- _Required task_
Repeat every line from the line containing "Point to the distant mountain" to the end of the data, exactly. Leave the pictures out.

[Point annotation dataset records]
▽

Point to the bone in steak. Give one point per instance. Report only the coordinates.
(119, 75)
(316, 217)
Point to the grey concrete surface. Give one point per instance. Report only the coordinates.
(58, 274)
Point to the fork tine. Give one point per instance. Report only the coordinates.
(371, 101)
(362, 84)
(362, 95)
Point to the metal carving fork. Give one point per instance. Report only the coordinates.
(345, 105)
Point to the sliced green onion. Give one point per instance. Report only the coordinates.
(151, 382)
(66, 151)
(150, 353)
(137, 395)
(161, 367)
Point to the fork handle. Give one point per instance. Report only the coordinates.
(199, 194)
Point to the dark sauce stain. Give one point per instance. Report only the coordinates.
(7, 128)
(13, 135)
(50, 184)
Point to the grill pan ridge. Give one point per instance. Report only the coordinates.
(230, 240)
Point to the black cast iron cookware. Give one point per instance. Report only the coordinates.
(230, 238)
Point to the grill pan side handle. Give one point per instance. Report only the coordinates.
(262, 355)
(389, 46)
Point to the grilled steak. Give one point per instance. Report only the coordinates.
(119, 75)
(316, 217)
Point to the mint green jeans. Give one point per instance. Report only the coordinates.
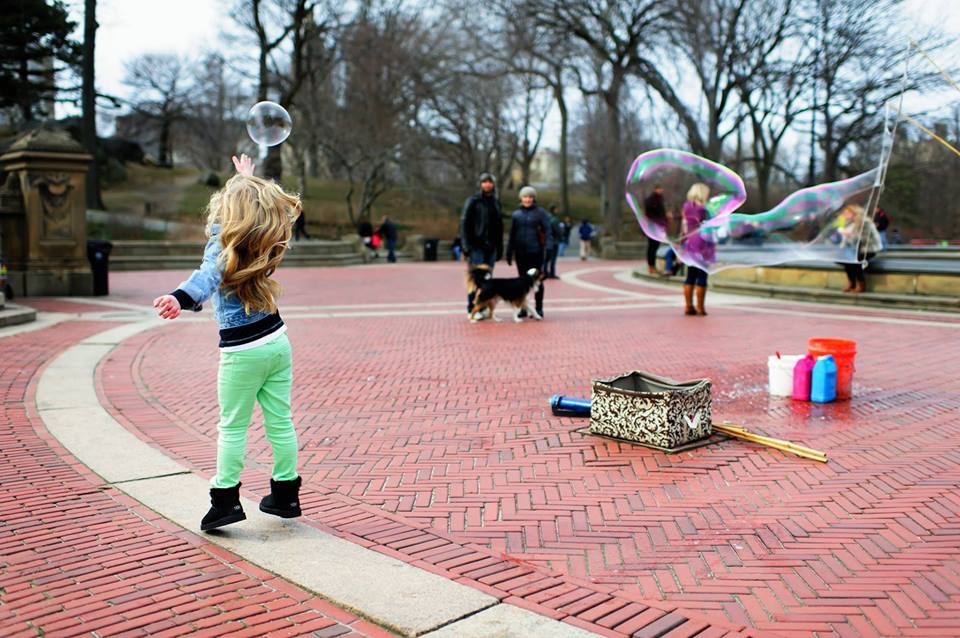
(263, 375)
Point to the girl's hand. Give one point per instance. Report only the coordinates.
(167, 307)
(244, 165)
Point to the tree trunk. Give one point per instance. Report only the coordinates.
(165, 156)
(273, 165)
(89, 101)
(614, 178)
(564, 152)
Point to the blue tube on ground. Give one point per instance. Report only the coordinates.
(569, 406)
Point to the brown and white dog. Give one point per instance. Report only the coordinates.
(489, 290)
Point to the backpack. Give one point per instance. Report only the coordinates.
(880, 219)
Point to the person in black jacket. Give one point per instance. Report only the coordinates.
(656, 211)
(481, 227)
(529, 227)
(388, 233)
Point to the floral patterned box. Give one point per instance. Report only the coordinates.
(651, 410)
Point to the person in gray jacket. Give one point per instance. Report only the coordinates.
(529, 229)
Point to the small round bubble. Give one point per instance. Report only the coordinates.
(268, 123)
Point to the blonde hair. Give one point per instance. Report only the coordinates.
(698, 193)
(256, 220)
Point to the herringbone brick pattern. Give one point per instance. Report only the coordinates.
(78, 557)
(446, 424)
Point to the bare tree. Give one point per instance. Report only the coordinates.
(283, 30)
(214, 122)
(524, 47)
(616, 32)
(159, 82)
(721, 41)
(862, 69)
(383, 51)
(772, 69)
(465, 120)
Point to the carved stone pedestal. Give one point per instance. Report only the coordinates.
(44, 238)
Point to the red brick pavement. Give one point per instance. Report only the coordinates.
(78, 557)
(429, 438)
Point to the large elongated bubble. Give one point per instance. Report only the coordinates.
(828, 222)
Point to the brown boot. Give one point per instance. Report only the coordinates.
(688, 299)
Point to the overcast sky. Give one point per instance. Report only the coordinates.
(129, 28)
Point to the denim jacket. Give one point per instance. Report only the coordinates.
(204, 284)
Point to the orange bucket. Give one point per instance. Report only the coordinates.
(844, 351)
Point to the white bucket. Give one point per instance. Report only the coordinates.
(781, 374)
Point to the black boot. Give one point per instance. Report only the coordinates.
(226, 508)
(283, 499)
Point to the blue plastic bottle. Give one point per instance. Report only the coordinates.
(823, 381)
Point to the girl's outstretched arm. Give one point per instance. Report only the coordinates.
(243, 164)
(167, 306)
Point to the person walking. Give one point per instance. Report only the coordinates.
(696, 247)
(300, 227)
(586, 234)
(859, 230)
(249, 225)
(554, 237)
(481, 227)
(656, 212)
(529, 228)
(565, 241)
(388, 233)
(369, 238)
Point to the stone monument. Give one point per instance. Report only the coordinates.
(43, 227)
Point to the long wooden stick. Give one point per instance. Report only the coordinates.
(741, 432)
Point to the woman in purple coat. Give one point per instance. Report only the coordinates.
(697, 247)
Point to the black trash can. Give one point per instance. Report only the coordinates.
(98, 254)
(430, 249)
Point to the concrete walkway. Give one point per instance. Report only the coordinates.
(440, 496)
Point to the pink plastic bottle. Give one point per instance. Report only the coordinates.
(802, 372)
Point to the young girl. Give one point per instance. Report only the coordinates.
(249, 224)
(697, 247)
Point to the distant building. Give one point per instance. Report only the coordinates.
(544, 170)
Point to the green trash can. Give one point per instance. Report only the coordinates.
(430, 249)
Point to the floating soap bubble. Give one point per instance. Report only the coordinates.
(695, 214)
(268, 123)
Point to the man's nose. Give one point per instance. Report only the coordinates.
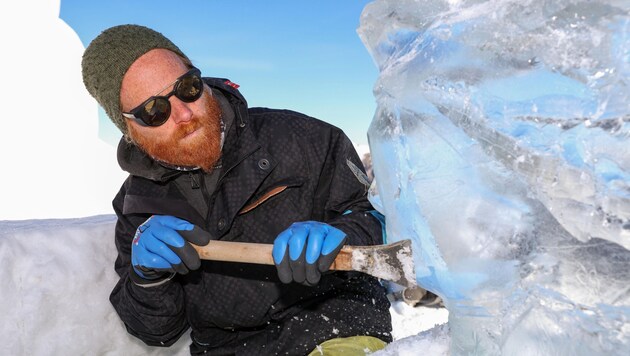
(180, 111)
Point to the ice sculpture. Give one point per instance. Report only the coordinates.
(501, 147)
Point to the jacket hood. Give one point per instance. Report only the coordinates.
(136, 162)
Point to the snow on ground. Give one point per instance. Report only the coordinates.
(56, 278)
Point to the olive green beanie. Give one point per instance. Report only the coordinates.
(108, 57)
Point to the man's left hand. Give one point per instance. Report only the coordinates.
(305, 250)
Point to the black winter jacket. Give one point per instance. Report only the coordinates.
(278, 167)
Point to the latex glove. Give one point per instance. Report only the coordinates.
(305, 250)
(158, 248)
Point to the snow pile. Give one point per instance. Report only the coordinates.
(501, 147)
(57, 277)
(55, 164)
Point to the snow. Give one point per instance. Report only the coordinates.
(57, 277)
(55, 166)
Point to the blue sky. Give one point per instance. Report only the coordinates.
(299, 55)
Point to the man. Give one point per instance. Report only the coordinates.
(200, 160)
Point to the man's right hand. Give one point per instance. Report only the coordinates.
(158, 249)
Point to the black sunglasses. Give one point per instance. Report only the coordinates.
(157, 109)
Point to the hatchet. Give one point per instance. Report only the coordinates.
(392, 262)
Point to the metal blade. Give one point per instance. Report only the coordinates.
(393, 262)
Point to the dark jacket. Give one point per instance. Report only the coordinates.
(278, 167)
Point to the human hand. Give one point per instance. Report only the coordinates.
(305, 250)
(158, 248)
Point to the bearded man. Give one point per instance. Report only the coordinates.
(198, 157)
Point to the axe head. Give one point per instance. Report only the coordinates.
(392, 262)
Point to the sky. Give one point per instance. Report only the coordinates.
(299, 55)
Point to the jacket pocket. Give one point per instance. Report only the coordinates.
(270, 193)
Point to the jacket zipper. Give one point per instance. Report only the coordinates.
(206, 198)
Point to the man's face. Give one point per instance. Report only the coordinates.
(192, 134)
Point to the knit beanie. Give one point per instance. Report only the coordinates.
(108, 57)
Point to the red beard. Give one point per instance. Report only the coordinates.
(203, 150)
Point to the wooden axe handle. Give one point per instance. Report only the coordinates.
(246, 252)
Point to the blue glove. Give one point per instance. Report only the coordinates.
(305, 250)
(158, 248)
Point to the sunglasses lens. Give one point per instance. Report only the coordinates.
(155, 112)
(189, 88)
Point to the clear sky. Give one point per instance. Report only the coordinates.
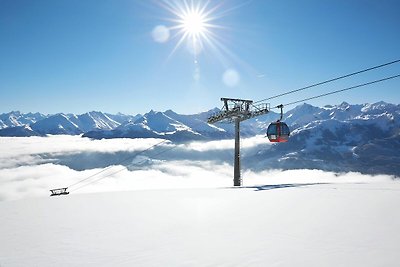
(75, 56)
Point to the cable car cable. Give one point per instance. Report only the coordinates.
(120, 162)
(171, 148)
(341, 90)
(118, 171)
(330, 80)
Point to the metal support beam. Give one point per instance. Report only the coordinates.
(237, 180)
(238, 110)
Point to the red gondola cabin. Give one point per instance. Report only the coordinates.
(278, 132)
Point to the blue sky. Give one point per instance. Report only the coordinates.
(77, 56)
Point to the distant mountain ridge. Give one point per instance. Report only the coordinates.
(340, 138)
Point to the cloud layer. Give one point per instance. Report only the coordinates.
(30, 166)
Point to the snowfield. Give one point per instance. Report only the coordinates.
(335, 223)
(181, 209)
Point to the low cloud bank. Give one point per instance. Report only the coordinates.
(26, 172)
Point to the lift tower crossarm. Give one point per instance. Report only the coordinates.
(238, 110)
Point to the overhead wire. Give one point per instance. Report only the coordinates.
(276, 96)
(341, 90)
(118, 163)
(328, 81)
(122, 169)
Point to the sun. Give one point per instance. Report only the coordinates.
(194, 23)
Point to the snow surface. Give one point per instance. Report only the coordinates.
(277, 224)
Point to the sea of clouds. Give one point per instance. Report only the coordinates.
(31, 166)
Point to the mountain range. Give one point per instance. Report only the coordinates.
(340, 138)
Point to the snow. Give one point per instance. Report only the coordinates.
(275, 224)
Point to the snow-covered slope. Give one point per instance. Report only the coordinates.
(340, 138)
(274, 224)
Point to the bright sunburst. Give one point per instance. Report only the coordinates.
(192, 23)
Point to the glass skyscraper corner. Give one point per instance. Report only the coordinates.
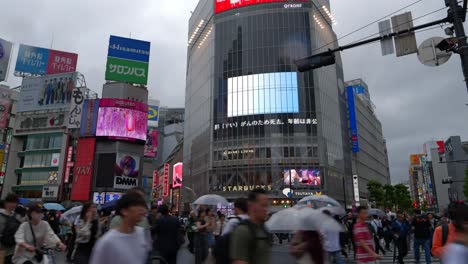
(252, 120)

△

- _Answer to the task_
Point to the distant mountain ridge. Give one point per instance. Report only the coordinates.
(340, 138)
Point to the cloud layer. Give one point per instance. Report only the coordinates.
(30, 166)
Point to the snowfield. Give one point per instance. Report only the coordinates.
(335, 223)
(181, 209)
Point to the low cloud bank. Give one point per instance. Report only the coordinates.
(26, 172)
Point to the lift tower crossarm. Give one point per instance. Report only the coordinates.
(238, 110)
Point to the overhead wire. Give one point per instance. Report only the coordinates.
(276, 96)
(341, 90)
(118, 163)
(328, 81)
(122, 169)
Point to the sun. Give one point per instance. Report only the coordinates.
(194, 23)
Point to the snow surface. Give one point per instance. Report only the coordinates.
(277, 224)
Point to the sea of clouds. Give one point per instance. Report only the coordinates.
(31, 166)
Point to the mountain range. Give one point per instance. Report only the coordinates.
(340, 138)
Point to the snow. Give one point per instance. Report only the coordinates.
(275, 224)
Point to the snow-covered slope. Give one point per instance. Report only the coordinates.
(340, 138)
(274, 224)
Point to the bright sunburst. Give one point per instance. Report only the coordinates.
(192, 23)
Point to the glass skyscraper corner. Give one point per instance. Report only the coordinates.
(252, 120)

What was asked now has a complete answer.